YOUR OBJECTIVE >>
Format the items below as a numbered list, one line per number, and leave out any blank lines.

RECORDS SUPPLIED >>
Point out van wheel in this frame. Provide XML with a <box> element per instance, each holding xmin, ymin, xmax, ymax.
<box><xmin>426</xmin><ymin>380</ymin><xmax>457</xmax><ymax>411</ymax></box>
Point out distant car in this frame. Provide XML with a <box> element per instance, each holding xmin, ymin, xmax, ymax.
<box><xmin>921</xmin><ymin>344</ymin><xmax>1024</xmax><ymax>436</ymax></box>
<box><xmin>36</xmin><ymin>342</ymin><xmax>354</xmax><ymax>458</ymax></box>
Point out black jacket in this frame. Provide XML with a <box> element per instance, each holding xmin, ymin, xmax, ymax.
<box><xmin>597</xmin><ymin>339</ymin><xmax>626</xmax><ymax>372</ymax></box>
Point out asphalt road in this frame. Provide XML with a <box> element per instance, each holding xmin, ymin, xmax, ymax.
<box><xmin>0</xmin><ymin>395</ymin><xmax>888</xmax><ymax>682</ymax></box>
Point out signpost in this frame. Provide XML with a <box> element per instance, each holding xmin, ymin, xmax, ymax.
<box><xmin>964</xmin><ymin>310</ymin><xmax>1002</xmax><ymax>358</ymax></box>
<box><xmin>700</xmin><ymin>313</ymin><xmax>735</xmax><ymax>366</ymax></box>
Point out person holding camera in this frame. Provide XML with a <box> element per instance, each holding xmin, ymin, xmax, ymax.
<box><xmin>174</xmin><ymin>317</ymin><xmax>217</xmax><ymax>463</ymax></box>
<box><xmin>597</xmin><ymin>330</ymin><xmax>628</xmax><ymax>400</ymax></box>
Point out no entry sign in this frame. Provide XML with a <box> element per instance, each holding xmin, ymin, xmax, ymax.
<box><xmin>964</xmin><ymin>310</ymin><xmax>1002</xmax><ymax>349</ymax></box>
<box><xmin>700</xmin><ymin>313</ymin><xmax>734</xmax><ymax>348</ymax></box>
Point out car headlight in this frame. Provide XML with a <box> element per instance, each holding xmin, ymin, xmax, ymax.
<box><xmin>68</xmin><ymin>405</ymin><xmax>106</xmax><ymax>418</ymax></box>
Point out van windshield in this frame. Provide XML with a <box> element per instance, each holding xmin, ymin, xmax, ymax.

EXERCISE SOLUTION >>
1. Point out van wheel in this frame. Provide XML with a <box> element per instance, each holding xmin, ymin, xmax, ymax.
2. <box><xmin>426</xmin><ymin>380</ymin><xmax>457</xmax><ymax>411</ymax></box>
3. Point out distant car in this frame. Provide XML with a <box> element per instance, each holding xmin, ymin, xmax, ymax.
4. <box><xmin>921</xmin><ymin>344</ymin><xmax>1024</xmax><ymax>436</ymax></box>
5. <box><xmin>36</xmin><ymin>342</ymin><xmax>354</xmax><ymax>458</ymax></box>
6. Point out black jacket in this frame. Provide XML with a <box> element per instance, each holding xmin, ymin, xmax, ymax.
7. <box><xmin>597</xmin><ymin>339</ymin><xmax>626</xmax><ymax>372</ymax></box>
8. Point out asphalt road in this frame. Provide XML with a <box> element per instance, each holding xmin, ymin, xmax, ymax.
9. <box><xmin>0</xmin><ymin>395</ymin><xmax>888</xmax><ymax>682</ymax></box>
10. Point out signpost in this frame. Provide XML with a <box> element per instance, each holding xmin, ymin, xmax, ymax.
11. <box><xmin>964</xmin><ymin>310</ymin><xmax>1002</xmax><ymax>358</ymax></box>
12. <box><xmin>700</xmin><ymin>313</ymin><xmax>735</xmax><ymax>366</ymax></box>
13. Point out person holding camera in this frame. Provide XML with a <box> element per instance, each holding xmin, ymin, xmax, ymax.
14. <box><xmin>174</xmin><ymin>317</ymin><xmax>217</xmax><ymax>463</ymax></box>
15. <box><xmin>597</xmin><ymin>330</ymin><xmax>628</xmax><ymax>400</ymax></box>
16. Point out no entry sign in this frame. Provide XML with a <box> element per instance, each holding xmin, ymin, xmax, ymax.
17. <box><xmin>964</xmin><ymin>310</ymin><xmax>1002</xmax><ymax>349</ymax></box>
18. <box><xmin>700</xmin><ymin>313</ymin><xmax>734</xmax><ymax>348</ymax></box>
19. Point out car headlight in this frame. Provide XML with a <box> element per instance, each holding xmin, ymin, xmax, ymax.
20. <box><xmin>68</xmin><ymin>405</ymin><xmax>106</xmax><ymax>418</ymax></box>
21. Point out van windshield in this frame. Provide XML with a <box> element per instance, each holding xmin, ymin, xmax, ymax.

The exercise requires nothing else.